#### Provided data:
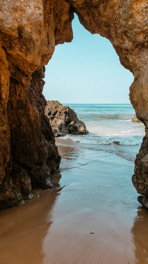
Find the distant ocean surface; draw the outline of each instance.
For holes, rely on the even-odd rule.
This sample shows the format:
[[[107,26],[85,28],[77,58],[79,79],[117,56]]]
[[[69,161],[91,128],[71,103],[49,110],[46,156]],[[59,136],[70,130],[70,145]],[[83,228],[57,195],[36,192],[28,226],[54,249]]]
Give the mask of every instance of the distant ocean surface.
[[[131,104],[68,105],[84,122],[89,133],[83,136],[67,135],[62,138],[87,145],[110,145],[110,148],[111,145],[112,149],[117,152],[124,152],[124,149],[128,150],[126,158],[135,159],[145,134],[145,127],[142,123],[131,122],[135,112]],[[137,147],[131,148],[132,146]]]

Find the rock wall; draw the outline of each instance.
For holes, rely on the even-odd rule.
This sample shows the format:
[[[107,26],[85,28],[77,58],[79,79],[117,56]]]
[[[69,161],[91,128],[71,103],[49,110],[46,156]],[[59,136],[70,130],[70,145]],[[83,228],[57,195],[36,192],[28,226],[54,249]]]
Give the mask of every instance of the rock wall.
[[[10,77],[7,115],[10,135],[9,160],[0,185],[0,209],[18,205],[32,197],[32,187],[53,186],[51,173],[61,157],[42,94],[45,67],[34,72],[25,89]]]
[[[49,118],[55,136],[88,133],[85,124],[79,119],[74,110],[58,101],[47,101],[45,114]]]
[[[146,126],[146,133],[135,161],[133,181],[146,200],[148,170],[146,161],[142,161],[145,156],[146,160],[148,154],[148,8],[147,0],[1,1],[2,208],[16,205],[17,200],[20,201],[22,195],[19,194],[24,193],[24,197],[27,197],[29,192],[24,190],[25,188],[30,189],[30,180],[33,186],[44,186],[44,179],[54,167],[51,169],[49,160],[54,160],[55,166],[56,162],[59,163],[53,134],[43,113],[46,102],[41,91],[43,82],[39,77],[39,71],[35,71],[47,64],[55,45],[72,40],[74,12],[87,30],[110,40],[121,63],[134,75],[130,88],[130,98],[137,116]],[[39,96],[38,89],[40,91]],[[48,147],[43,143],[45,141],[48,142]],[[47,155],[50,157],[47,158]],[[45,157],[44,162],[42,155]],[[59,161],[56,162],[56,158]],[[40,175],[43,167],[46,172],[43,176],[42,184],[41,175],[37,177],[38,180],[35,175]],[[23,181],[20,179],[22,175]],[[24,190],[19,193],[18,187],[14,188],[14,184],[19,186],[20,189],[24,185]]]
[[[133,117],[132,118],[131,121],[132,122],[139,122],[139,123],[142,123],[142,121],[140,121],[139,119],[138,119],[135,114]]]

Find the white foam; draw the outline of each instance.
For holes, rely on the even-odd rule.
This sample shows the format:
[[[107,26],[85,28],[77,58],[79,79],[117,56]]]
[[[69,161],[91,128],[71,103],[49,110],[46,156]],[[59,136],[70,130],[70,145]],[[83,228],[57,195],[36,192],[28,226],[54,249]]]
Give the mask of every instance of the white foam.
[[[142,141],[142,136],[104,136],[92,137],[89,136],[74,136],[68,135],[61,138],[63,139],[70,139],[73,141],[84,144],[109,145],[117,142],[120,145],[140,145]]]

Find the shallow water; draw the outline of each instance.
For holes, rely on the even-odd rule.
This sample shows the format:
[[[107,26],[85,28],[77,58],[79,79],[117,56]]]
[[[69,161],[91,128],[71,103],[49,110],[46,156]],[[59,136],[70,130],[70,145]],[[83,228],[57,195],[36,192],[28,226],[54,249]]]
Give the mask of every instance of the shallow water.
[[[131,180],[140,146],[98,144],[93,133],[56,139],[55,187],[0,212],[0,263],[147,264],[148,211]]]
[[[131,182],[134,162],[111,146],[56,142],[55,187],[0,212],[0,263],[147,263],[148,212]]]

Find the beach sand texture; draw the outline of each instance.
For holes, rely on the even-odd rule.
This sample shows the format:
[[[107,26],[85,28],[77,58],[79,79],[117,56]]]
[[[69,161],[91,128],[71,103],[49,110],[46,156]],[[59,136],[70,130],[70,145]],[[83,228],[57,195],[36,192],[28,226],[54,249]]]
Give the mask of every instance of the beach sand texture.
[[[147,264],[148,212],[131,182],[134,162],[111,147],[56,143],[55,187],[0,212],[0,263]]]

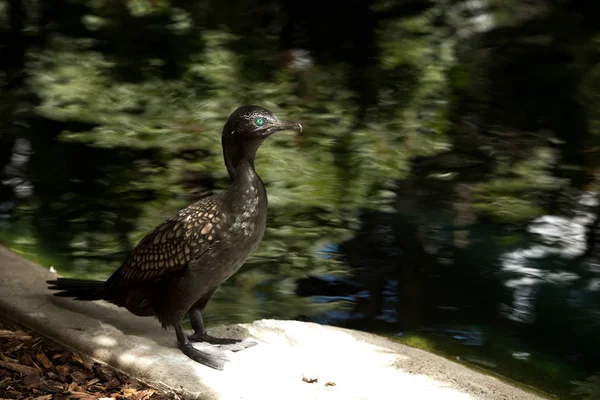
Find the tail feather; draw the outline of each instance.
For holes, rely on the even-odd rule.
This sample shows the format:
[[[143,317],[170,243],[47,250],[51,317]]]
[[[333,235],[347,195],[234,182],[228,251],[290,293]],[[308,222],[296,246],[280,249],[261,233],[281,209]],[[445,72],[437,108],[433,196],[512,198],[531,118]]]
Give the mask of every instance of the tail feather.
[[[54,293],[58,297],[74,297],[76,300],[84,301],[104,300],[106,297],[104,281],[58,278],[46,282],[50,284],[48,289],[59,291]]]

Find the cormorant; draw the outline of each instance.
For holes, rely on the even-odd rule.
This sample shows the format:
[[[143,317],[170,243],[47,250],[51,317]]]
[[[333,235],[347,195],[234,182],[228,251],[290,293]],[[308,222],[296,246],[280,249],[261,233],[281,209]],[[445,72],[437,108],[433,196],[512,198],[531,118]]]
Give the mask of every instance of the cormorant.
[[[269,110],[242,106],[223,127],[221,142],[231,186],[179,210],[146,235],[106,281],[58,278],[48,281],[60,297],[106,300],[135,315],[156,316],[173,326],[185,355],[223,369],[223,350],[238,351],[256,343],[207,334],[202,311],[215,290],[254,253],[265,232],[267,192],[254,169],[264,139],[276,131],[302,131]],[[194,334],[182,320],[189,314]],[[198,350],[190,341],[220,345]]]

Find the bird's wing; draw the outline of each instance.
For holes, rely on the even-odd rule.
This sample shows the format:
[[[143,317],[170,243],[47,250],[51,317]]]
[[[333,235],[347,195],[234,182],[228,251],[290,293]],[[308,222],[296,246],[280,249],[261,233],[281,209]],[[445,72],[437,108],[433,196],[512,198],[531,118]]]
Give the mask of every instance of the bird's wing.
[[[180,210],[146,235],[111,279],[157,281],[199,259],[226,223],[219,205],[209,197]]]

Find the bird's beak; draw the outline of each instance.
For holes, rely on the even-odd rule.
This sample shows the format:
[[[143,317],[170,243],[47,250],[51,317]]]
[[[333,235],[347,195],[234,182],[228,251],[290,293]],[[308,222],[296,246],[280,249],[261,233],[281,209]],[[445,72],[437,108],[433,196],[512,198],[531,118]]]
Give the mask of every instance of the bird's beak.
[[[279,121],[275,124],[268,126],[262,132],[262,134],[263,134],[263,136],[269,136],[272,133],[275,133],[277,131],[289,131],[289,130],[302,132],[302,125],[300,125],[300,123],[298,123],[298,122]]]

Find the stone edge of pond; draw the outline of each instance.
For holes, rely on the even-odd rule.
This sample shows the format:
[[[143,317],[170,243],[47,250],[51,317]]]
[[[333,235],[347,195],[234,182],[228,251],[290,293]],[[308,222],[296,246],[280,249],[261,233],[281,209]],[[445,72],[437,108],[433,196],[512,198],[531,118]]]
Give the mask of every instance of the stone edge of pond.
[[[259,344],[225,371],[187,359],[173,331],[104,302],[51,295],[56,274],[0,246],[0,313],[151,387],[186,399],[542,399],[443,357],[364,332],[260,320],[211,329]]]

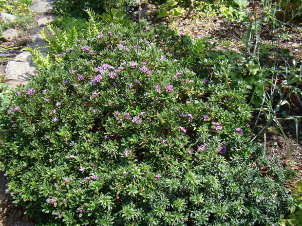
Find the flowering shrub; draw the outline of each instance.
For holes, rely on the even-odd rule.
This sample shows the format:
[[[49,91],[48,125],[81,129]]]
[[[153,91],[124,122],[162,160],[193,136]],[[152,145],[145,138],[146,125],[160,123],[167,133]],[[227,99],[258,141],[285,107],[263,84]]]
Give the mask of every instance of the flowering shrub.
[[[276,224],[290,198],[248,142],[244,85],[186,68],[152,32],[104,27],[16,90],[0,123],[15,203],[44,225]]]

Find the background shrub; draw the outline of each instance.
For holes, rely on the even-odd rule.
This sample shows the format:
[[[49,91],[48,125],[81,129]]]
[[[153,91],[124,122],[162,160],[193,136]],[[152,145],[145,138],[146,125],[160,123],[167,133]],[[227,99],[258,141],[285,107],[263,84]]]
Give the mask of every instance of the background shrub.
[[[226,64],[195,73],[189,40],[164,52],[159,28],[102,27],[2,111],[8,191],[41,225],[272,225],[289,209],[248,142],[245,84]]]
[[[58,0],[55,2],[55,12],[60,16],[86,17],[83,10],[90,8],[97,14],[105,12],[105,7],[109,8],[130,7],[137,6],[136,0]]]

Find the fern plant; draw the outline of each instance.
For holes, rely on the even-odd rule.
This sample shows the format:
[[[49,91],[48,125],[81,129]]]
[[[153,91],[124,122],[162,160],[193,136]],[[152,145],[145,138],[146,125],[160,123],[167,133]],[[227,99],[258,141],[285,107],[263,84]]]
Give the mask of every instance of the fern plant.
[[[69,49],[77,40],[77,32],[75,27],[68,32],[61,30],[53,25],[47,25],[48,30],[43,29],[41,35],[47,42],[51,51],[57,54]]]
[[[34,62],[39,67],[48,69],[52,65],[52,59],[48,54],[44,56],[37,49],[33,49],[30,46],[25,47],[22,50],[28,51],[32,55]]]
[[[107,12],[106,14],[97,16],[108,24],[113,23],[127,26],[131,21],[128,17],[124,13],[122,8],[119,9],[112,8],[110,9],[108,8],[105,8],[105,10]]]
[[[94,37],[99,33],[99,29],[97,26],[97,24],[98,23],[97,17],[95,13],[89,8],[85,10],[85,12],[87,13],[89,17],[88,22],[87,22],[87,38]]]

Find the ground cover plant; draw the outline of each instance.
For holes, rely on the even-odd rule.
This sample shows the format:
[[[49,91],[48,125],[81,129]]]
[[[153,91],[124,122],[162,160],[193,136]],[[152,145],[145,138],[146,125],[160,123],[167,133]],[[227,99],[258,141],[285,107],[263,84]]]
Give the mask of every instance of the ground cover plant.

#### Work to complete:
Please reproduce the listing word for word, starting at the line that contains "Find the fern" and ending with the final line of the listing.

#### Solution to the problem:
Find the fern plant; draw the outline of each instance.
For holes, rely on the even-odd rule.
This sample shows the format:
[[[49,91],[48,125],[81,129]]]
[[[153,91],[124,122],[162,160],[193,136]],[[152,145],[145,138],[146,125],[160,123],[167,133]],[[227,99],[258,141],[285,107],[263,84]]]
Give the mask of every instance of the fern plant.
[[[69,49],[77,40],[77,32],[75,27],[68,32],[61,30],[53,25],[47,25],[48,30],[43,29],[41,35],[47,42],[51,51],[57,54]]]
[[[34,62],[39,67],[48,69],[52,65],[52,59],[48,54],[44,56],[37,49],[33,49],[30,46],[25,47],[22,50],[28,51],[32,55]]]
[[[107,12],[106,14],[97,16],[108,24],[113,23],[127,26],[131,21],[128,17],[124,13],[122,8],[119,9],[112,8],[110,9],[108,8],[105,8],[105,10]]]
[[[94,37],[99,33],[99,29],[97,26],[97,24],[98,23],[97,17],[95,13],[89,8],[85,10],[85,12],[87,13],[89,17],[88,22],[87,22],[87,38]]]

Find the ground cover plant; draw the outline of each instance.
For holes, rely on the even-odd rule.
This sample shows the format:
[[[49,91],[48,125],[81,129]]]
[[[153,91],[124,122],[162,160],[193,136]],[[152,145],[145,138],[146,125],[160,123],[167,133]],[[227,99],[258,141],[285,107],[263,84]]]
Give the mask of every instance of the ground cover plant.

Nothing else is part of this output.